> **EXERCISE DIRECTIONS**: In the entries below, find each line with the word "blue" and return it.

> **DATA FOR THE TASK**:
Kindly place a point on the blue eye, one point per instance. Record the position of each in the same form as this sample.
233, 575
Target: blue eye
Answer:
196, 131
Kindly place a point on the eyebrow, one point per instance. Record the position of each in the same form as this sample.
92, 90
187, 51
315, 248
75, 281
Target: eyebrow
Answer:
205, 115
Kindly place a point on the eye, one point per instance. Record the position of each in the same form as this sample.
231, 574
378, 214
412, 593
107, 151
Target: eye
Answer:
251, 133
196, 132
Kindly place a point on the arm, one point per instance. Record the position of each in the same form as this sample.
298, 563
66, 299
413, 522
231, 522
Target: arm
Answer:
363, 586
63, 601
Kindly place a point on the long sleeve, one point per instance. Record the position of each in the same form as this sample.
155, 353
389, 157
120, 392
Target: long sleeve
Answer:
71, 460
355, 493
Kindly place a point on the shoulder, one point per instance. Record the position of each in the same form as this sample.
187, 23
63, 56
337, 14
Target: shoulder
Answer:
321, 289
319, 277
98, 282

> **ANSWER SECTION**:
Kindly place a point on the blue eye, one point per instance. Record the position of each in the same form as this sample.
Target: blue eye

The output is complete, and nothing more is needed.